§ **Short exercise**: Copy the items below word for word, from the very beginning down through the line that contains "point(761, 568)". Leave the pictures out.

(Location labeling records)
Begin
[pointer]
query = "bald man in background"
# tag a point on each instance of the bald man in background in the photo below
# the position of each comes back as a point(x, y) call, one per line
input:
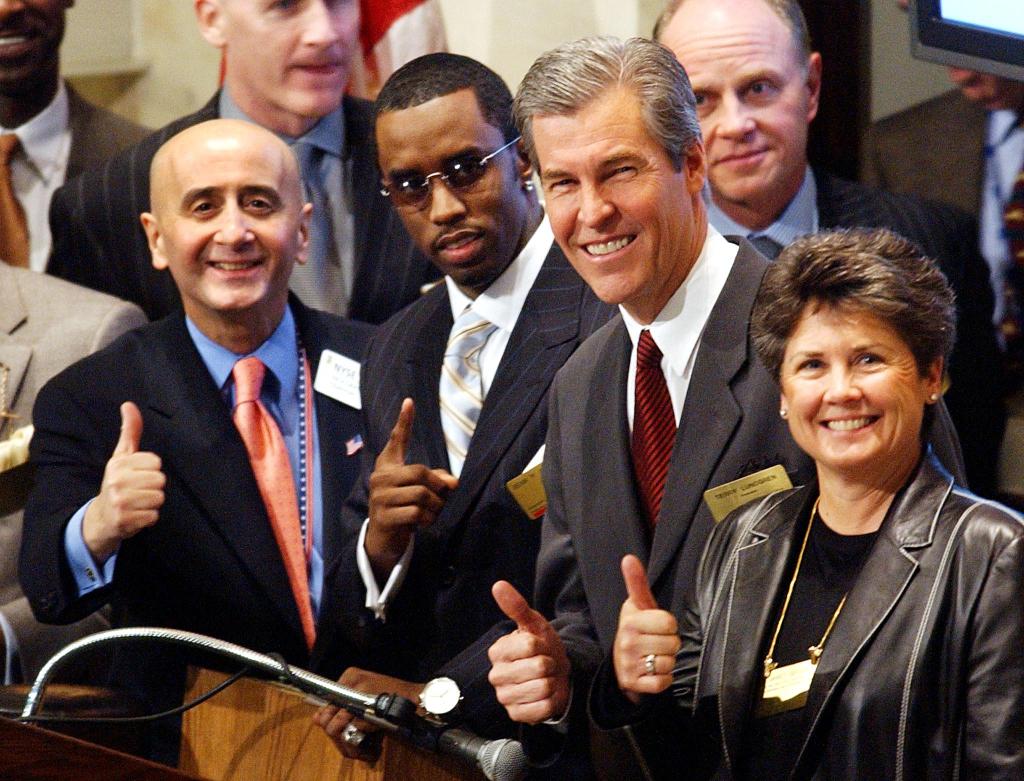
point(144, 496)
point(757, 84)
point(286, 69)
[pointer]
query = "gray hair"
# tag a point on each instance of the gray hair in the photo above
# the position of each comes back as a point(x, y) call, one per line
point(567, 78)
point(875, 271)
point(787, 10)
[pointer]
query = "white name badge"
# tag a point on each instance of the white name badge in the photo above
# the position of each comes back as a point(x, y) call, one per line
point(338, 378)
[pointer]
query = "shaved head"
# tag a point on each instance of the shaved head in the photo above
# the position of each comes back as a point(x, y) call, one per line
point(222, 138)
point(228, 222)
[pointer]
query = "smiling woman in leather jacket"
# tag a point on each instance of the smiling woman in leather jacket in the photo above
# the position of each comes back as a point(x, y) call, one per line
point(869, 624)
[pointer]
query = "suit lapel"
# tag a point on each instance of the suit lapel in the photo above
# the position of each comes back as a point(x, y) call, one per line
point(430, 331)
point(193, 431)
point(12, 355)
point(892, 564)
point(370, 209)
point(612, 503)
point(544, 337)
point(711, 413)
point(761, 568)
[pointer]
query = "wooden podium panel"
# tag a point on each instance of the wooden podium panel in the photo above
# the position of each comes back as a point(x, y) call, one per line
point(259, 731)
point(31, 753)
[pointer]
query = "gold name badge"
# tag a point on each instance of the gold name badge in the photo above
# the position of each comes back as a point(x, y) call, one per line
point(785, 689)
point(727, 496)
point(527, 490)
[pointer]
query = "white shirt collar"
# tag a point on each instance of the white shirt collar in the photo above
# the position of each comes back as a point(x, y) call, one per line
point(44, 137)
point(799, 218)
point(502, 302)
point(678, 327)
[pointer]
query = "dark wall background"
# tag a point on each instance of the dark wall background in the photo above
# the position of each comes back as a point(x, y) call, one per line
point(841, 30)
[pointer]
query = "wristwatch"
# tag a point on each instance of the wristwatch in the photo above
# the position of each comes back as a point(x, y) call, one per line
point(440, 697)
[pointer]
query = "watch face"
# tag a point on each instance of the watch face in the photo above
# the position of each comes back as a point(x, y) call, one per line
point(440, 696)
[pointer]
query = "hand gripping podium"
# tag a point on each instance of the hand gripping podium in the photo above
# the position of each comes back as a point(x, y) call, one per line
point(261, 731)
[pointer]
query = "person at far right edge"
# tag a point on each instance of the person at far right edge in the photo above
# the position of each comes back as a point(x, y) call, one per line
point(866, 624)
point(757, 84)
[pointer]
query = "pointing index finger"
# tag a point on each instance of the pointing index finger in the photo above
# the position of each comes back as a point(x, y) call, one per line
point(397, 444)
point(635, 575)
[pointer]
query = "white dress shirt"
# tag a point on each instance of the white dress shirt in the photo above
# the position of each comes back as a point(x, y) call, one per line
point(678, 328)
point(501, 304)
point(39, 169)
point(1004, 158)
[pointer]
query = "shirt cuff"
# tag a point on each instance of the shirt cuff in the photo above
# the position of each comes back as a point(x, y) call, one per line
point(11, 656)
point(88, 575)
point(561, 724)
point(377, 598)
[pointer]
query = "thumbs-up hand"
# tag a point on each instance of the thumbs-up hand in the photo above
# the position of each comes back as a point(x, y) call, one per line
point(402, 496)
point(529, 668)
point(647, 639)
point(131, 493)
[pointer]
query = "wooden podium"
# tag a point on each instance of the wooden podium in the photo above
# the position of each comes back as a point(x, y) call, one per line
point(31, 753)
point(260, 731)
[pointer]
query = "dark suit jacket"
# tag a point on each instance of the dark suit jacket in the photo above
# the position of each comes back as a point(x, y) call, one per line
point(434, 624)
point(975, 397)
point(922, 676)
point(210, 564)
point(729, 428)
point(935, 149)
point(98, 241)
point(96, 135)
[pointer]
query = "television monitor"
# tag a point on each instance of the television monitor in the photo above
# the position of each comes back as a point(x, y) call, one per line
point(979, 35)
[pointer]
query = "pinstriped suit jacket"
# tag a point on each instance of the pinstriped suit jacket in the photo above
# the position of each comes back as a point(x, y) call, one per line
point(99, 243)
point(949, 236)
point(435, 623)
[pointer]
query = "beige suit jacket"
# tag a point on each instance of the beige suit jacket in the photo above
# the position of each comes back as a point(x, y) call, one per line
point(45, 324)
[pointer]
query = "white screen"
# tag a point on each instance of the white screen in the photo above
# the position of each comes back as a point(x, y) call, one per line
point(1004, 15)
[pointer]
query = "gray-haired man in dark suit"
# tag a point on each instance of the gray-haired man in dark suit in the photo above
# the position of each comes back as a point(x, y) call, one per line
point(757, 83)
point(287, 66)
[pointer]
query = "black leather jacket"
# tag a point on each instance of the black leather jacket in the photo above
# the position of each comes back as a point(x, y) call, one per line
point(923, 677)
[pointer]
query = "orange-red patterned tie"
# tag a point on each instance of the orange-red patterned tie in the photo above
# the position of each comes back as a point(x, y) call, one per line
point(13, 228)
point(1013, 295)
point(653, 427)
point(273, 476)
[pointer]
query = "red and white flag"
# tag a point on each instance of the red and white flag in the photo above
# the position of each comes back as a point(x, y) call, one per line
point(394, 32)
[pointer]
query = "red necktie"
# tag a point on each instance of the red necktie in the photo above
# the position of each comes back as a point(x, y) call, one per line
point(1013, 294)
point(268, 457)
point(653, 426)
point(13, 228)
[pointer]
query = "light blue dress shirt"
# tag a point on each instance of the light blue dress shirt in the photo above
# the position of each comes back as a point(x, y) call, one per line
point(280, 395)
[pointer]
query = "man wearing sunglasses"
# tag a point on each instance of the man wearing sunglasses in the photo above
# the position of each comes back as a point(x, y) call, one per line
point(454, 395)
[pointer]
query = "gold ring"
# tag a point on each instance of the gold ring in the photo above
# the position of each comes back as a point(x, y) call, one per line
point(648, 663)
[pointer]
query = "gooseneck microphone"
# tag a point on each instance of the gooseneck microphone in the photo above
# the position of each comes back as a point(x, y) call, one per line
point(498, 760)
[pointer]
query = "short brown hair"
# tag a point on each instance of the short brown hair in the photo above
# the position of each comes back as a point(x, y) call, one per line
point(875, 271)
point(565, 79)
point(787, 10)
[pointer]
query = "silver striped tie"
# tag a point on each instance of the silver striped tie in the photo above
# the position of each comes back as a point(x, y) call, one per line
point(461, 387)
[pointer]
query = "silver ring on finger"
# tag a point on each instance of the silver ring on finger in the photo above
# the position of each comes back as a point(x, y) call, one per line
point(353, 736)
point(648, 663)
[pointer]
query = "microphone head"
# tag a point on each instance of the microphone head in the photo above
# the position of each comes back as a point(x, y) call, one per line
point(503, 760)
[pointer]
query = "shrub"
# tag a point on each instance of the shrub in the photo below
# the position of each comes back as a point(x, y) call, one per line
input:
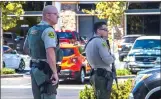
point(122, 72)
point(87, 93)
point(123, 90)
point(121, 93)
point(7, 71)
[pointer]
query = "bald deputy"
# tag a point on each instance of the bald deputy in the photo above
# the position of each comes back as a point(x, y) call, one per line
point(100, 59)
point(41, 44)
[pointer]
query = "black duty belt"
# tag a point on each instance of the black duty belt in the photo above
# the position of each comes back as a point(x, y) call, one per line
point(102, 72)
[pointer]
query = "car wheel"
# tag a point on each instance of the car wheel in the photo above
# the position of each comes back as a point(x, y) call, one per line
point(121, 58)
point(21, 66)
point(81, 78)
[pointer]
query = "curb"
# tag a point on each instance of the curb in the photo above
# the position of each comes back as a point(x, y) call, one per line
point(12, 75)
point(126, 77)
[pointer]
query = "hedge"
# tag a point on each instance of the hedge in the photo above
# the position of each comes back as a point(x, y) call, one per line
point(122, 93)
point(123, 72)
point(7, 71)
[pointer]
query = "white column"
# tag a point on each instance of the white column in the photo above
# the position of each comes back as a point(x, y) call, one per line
point(1, 40)
point(58, 6)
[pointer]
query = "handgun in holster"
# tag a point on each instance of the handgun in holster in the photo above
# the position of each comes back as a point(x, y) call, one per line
point(47, 85)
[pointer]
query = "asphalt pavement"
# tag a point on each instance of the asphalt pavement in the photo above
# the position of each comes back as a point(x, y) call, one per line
point(20, 88)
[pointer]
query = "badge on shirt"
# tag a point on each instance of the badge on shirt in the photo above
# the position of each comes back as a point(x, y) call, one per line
point(104, 44)
point(51, 34)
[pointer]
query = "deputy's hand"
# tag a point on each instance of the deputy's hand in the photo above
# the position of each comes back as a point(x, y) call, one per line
point(54, 78)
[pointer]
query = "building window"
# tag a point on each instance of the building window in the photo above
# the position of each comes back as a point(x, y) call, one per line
point(144, 5)
point(35, 5)
point(143, 24)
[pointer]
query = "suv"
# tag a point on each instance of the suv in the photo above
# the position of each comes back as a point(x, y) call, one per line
point(69, 36)
point(147, 85)
point(74, 64)
point(125, 45)
point(145, 52)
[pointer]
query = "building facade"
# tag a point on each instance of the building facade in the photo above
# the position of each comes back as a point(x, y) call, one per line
point(71, 16)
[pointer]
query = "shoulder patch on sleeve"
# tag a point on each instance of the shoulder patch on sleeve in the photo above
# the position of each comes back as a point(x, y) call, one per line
point(51, 34)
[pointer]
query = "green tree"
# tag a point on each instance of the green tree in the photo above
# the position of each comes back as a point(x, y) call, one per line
point(112, 11)
point(14, 8)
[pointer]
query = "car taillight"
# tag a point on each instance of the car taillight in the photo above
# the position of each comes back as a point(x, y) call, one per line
point(74, 60)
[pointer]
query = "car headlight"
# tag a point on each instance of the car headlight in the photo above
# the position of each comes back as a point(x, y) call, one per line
point(141, 77)
point(131, 58)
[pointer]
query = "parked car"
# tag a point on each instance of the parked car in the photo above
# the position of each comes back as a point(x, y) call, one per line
point(144, 53)
point(147, 84)
point(125, 45)
point(13, 60)
point(70, 36)
point(74, 64)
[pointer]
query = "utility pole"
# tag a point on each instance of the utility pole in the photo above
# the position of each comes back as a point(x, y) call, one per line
point(1, 39)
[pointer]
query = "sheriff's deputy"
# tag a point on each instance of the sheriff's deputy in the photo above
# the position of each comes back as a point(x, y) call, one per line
point(100, 59)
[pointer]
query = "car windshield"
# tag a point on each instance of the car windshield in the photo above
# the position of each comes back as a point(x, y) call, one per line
point(7, 35)
point(67, 51)
point(147, 44)
point(67, 35)
point(129, 39)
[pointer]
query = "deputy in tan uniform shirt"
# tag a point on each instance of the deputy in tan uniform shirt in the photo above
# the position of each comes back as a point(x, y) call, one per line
point(100, 59)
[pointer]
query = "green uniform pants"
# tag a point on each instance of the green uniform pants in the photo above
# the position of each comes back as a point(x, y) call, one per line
point(102, 86)
point(36, 76)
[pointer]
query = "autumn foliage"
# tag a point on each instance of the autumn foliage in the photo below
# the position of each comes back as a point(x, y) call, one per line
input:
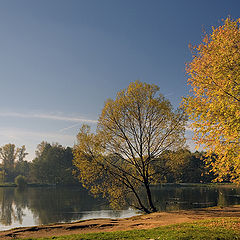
point(214, 103)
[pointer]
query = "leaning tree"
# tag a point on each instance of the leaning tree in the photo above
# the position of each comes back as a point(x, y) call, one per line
point(120, 160)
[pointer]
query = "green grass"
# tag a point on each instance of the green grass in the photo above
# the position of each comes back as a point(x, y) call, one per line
point(221, 228)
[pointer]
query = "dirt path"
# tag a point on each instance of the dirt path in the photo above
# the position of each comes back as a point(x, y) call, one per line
point(105, 225)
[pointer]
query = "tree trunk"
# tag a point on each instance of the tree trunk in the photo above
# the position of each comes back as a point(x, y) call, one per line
point(149, 198)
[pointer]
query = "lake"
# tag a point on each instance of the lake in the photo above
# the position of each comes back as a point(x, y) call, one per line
point(35, 206)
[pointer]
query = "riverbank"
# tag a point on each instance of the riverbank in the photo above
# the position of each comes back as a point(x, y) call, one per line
point(147, 221)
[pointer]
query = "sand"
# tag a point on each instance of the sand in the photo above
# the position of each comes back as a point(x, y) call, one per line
point(106, 225)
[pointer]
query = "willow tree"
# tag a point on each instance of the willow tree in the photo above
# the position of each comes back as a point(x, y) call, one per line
point(120, 160)
point(214, 104)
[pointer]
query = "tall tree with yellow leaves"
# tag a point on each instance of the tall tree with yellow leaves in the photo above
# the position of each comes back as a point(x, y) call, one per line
point(119, 161)
point(214, 103)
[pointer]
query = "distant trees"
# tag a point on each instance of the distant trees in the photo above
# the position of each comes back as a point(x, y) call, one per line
point(214, 104)
point(53, 164)
point(133, 131)
point(12, 158)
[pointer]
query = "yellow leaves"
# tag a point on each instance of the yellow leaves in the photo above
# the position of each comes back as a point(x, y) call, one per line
point(214, 106)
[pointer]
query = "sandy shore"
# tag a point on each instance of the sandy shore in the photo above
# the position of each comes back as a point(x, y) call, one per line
point(106, 225)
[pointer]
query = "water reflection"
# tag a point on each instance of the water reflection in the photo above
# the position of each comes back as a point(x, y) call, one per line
point(32, 206)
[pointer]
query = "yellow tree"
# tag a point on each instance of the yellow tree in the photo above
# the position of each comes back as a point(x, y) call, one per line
point(214, 104)
point(120, 160)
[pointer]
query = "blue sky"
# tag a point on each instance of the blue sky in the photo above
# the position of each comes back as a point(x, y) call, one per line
point(60, 60)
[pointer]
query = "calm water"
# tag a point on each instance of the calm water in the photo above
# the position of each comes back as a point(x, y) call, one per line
point(35, 206)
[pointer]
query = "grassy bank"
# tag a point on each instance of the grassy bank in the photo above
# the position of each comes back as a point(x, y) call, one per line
point(221, 228)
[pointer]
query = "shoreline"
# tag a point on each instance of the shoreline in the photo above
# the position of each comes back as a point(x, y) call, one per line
point(146, 221)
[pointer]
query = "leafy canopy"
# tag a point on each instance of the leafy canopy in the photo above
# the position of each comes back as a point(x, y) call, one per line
point(214, 104)
point(119, 161)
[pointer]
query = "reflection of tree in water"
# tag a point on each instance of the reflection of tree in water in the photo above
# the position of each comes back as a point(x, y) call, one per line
point(11, 207)
point(66, 204)
point(61, 204)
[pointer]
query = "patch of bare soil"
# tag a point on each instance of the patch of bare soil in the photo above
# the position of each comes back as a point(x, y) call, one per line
point(106, 225)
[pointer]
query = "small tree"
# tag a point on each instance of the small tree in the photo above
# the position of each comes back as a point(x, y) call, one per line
point(21, 181)
point(214, 106)
point(133, 130)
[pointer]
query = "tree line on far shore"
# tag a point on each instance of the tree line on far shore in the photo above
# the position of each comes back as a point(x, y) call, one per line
point(53, 164)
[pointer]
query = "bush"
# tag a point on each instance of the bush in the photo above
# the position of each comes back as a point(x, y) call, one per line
point(21, 181)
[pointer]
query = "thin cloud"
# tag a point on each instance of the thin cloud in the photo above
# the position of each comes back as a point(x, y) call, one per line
point(47, 116)
point(70, 127)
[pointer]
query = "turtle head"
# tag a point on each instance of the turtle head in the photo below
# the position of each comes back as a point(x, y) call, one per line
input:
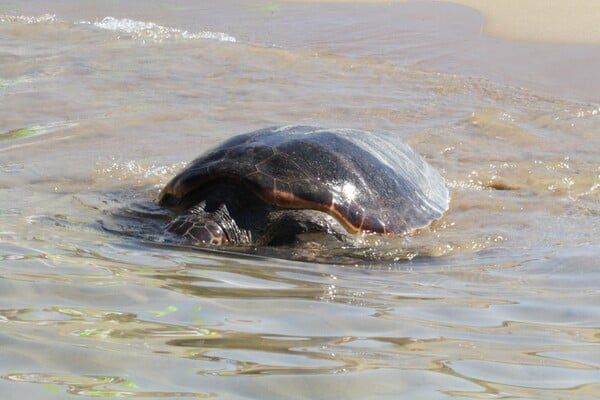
point(217, 227)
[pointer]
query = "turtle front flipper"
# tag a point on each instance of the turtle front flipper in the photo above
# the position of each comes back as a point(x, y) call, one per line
point(199, 226)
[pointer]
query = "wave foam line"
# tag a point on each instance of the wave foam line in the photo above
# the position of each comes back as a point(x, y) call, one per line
point(155, 32)
point(24, 19)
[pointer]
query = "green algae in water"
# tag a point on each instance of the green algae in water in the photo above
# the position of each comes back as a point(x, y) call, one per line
point(35, 130)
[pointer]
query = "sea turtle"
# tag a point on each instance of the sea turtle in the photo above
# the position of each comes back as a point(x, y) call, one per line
point(268, 186)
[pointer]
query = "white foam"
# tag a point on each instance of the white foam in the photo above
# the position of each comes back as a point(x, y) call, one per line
point(24, 19)
point(154, 32)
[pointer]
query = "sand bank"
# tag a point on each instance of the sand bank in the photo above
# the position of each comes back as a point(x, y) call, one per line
point(552, 21)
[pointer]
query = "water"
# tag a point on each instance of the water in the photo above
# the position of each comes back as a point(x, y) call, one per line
point(101, 105)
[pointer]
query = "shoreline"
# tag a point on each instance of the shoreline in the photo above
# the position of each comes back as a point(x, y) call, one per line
point(543, 21)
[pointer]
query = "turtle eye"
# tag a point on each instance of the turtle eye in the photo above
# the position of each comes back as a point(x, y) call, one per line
point(197, 229)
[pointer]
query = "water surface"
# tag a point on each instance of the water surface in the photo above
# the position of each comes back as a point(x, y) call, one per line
point(101, 105)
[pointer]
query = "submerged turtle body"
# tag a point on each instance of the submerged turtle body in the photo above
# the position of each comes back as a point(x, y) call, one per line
point(267, 186)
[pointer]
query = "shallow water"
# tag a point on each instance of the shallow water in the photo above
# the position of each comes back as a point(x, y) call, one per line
point(100, 106)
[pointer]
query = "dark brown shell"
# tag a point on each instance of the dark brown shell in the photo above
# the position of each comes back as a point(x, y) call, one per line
point(371, 182)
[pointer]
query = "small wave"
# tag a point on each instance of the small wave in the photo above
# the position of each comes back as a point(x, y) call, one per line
point(154, 32)
point(23, 19)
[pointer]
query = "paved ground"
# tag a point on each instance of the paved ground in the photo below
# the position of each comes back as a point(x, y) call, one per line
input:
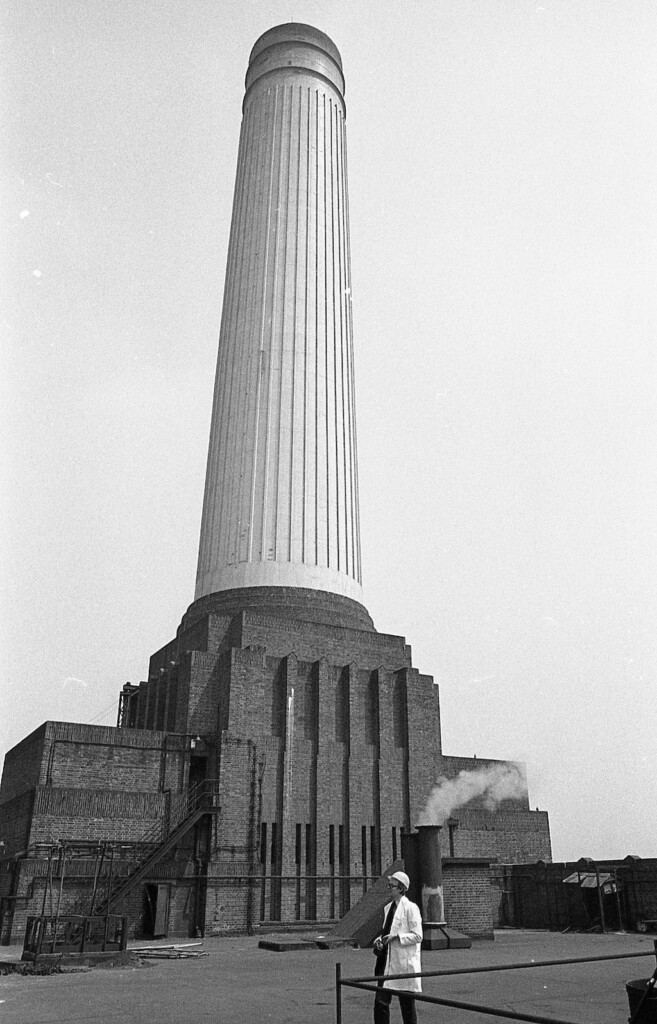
point(237, 983)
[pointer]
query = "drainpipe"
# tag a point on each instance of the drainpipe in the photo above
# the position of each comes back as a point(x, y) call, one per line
point(600, 896)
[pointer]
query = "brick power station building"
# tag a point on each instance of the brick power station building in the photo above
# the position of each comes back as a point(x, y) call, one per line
point(267, 767)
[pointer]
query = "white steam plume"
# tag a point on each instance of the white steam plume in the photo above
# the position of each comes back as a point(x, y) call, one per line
point(494, 783)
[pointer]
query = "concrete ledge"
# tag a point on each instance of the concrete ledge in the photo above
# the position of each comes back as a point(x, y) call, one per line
point(286, 945)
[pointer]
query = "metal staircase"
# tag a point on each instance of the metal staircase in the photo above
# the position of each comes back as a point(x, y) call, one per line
point(190, 807)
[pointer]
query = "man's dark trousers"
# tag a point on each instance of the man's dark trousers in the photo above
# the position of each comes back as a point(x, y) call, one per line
point(383, 999)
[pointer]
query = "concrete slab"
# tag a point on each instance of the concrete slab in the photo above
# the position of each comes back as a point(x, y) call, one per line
point(241, 983)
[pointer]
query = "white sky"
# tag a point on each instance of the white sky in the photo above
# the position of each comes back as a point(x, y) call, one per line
point(502, 161)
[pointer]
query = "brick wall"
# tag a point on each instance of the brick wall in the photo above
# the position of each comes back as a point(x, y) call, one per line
point(467, 894)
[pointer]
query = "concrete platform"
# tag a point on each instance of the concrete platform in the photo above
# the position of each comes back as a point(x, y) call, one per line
point(241, 983)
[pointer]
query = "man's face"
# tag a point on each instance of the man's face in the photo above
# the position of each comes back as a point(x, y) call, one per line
point(395, 891)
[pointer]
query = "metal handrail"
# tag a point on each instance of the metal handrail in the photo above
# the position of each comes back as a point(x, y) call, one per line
point(371, 983)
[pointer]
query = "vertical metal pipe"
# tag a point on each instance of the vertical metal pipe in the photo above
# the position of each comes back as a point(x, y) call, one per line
point(433, 905)
point(62, 863)
point(600, 898)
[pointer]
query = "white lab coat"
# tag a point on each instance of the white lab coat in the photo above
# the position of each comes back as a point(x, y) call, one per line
point(403, 948)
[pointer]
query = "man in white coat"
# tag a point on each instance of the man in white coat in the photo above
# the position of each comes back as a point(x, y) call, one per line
point(398, 952)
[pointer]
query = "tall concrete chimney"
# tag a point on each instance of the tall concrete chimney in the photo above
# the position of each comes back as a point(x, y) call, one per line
point(280, 506)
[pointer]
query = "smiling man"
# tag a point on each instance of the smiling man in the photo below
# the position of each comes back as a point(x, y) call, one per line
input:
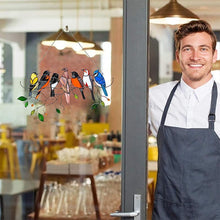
point(185, 117)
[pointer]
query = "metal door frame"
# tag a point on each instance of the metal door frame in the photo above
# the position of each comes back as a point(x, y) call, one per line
point(135, 100)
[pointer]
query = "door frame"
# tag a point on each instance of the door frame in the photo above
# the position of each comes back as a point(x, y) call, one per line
point(135, 102)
End
§ **Written response**:
[pointer]
query = "bald man in background"
# tag a point on each instance of the bald man in background in the photo below
# the position of each comes back as a point(x, y) call, one per line
input:
point(144, 496)
point(757, 84)
point(286, 69)
[pointer]
query = "gray hair"
# tag a point on each instance of the gray hair in the photo above
# the position of each comes back as a point(x, y) call, one per line
point(567, 78)
point(875, 271)
point(787, 10)
[pointer]
query = "white name badge"
# tag a point on each instance of the white name badge in the photo above
# the position of each comes back as a point(x, y) call, one per line
point(338, 378)
[pointer]
query = "shaved head"
# tag a point on each instance of the shaved head in the photo above
# the position of each comes back as a point(x, y) call, one per line
point(222, 138)
point(228, 222)
[pointer]
query = "smiling woman in leather jacket"
# tag a point on each instance of the smiling woman in leather jacket in the photo above
# the position of each comes back as a point(x, y) call, one per line
point(869, 624)
[pointer]
query = "suit lapel"
# tag a point on each instance of the suit lapel in the photo above
# the position of each comes back as a point(x, y) call, one per line
point(430, 331)
point(193, 431)
point(12, 355)
point(892, 564)
point(370, 209)
point(612, 503)
point(544, 337)
point(711, 413)
point(761, 568)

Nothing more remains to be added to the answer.